(Beginning of DATA RECORDS)
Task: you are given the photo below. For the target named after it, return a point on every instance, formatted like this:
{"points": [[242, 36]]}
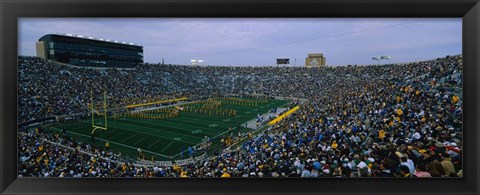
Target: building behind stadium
{"points": [[88, 51]]}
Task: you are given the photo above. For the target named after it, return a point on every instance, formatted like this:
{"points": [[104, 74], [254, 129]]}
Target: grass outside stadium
{"points": [[165, 132]]}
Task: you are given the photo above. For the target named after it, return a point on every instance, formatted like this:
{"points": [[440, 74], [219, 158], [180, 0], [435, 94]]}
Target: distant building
{"points": [[88, 51], [315, 60]]}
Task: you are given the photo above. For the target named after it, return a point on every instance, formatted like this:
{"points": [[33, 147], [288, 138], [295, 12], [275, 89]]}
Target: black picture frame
{"points": [[11, 10]]}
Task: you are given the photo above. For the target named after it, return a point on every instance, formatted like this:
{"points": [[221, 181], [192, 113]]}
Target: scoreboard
{"points": [[283, 61]]}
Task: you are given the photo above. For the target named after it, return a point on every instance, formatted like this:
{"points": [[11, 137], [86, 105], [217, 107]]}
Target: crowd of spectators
{"points": [[402, 120]]}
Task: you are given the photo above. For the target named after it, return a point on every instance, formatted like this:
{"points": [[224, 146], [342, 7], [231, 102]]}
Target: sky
{"points": [[260, 41]]}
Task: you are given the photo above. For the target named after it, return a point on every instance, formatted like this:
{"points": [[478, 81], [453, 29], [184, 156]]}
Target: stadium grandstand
{"points": [[399, 120], [88, 51]]}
(End of DATA RECORDS)
### WHAT TO WORK ON
Once more, please print all the lines above exactly, without their pictures.

### TASK SOLUTION
Task: you are given the photo below. For the target named after it, return a point on every instance, formatted like this:
{"points": [[242, 36]]}
Target: building behind stadium
{"points": [[88, 51]]}
Task: you are given the photo above. For the target named after it, return a point on every instance, formatted like this:
{"points": [[104, 74], [254, 129]]}
Target: grass outside stadium
{"points": [[165, 132]]}
Task: you are given the photo above. For the target named after it, return a point on every instance, formatted like this:
{"points": [[440, 74], [219, 158], [180, 0], [435, 94]]}
Target: distant building
{"points": [[88, 51], [315, 60]]}
Task: you are given the photo above. For the target named after it, return a point on every instance, formatted like this:
{"points": [[33, 147], [288, 138], [295, 12], [275, 89]]}
Target: black picture frame
{"points": [[11, 10]]}
Task: you are given the photo above. For the target named after it, return a point on every instance, formatted like this:
{"points": [[221, 181], [192, 113]]}
Target: scoreboard
{"points": [[283, 61]]}
Task: you are given the photo above. For the target named after it, return a point on every instance, formatted like this:
{"points": [[11, 137], [86, 105], [217, 107]]}
Target: crowd of spectators
{"points": [[402, 120]]}
Task: you are given the photo above. For the target named after it, return a point on every instance, formatted like this:
{"points": [[224, 146], [342, 7], [231, 102]]}
Target: sky
{"points": [[260, 41]]}
Task: you are given the photo above. For the target named after it, return a point on every instance, formatted like this:
{"points": [[478, 81], [453, 29], [184, 156]]}
Target: stadium grandstand
{"points": [[399, 120], [88, 51]]}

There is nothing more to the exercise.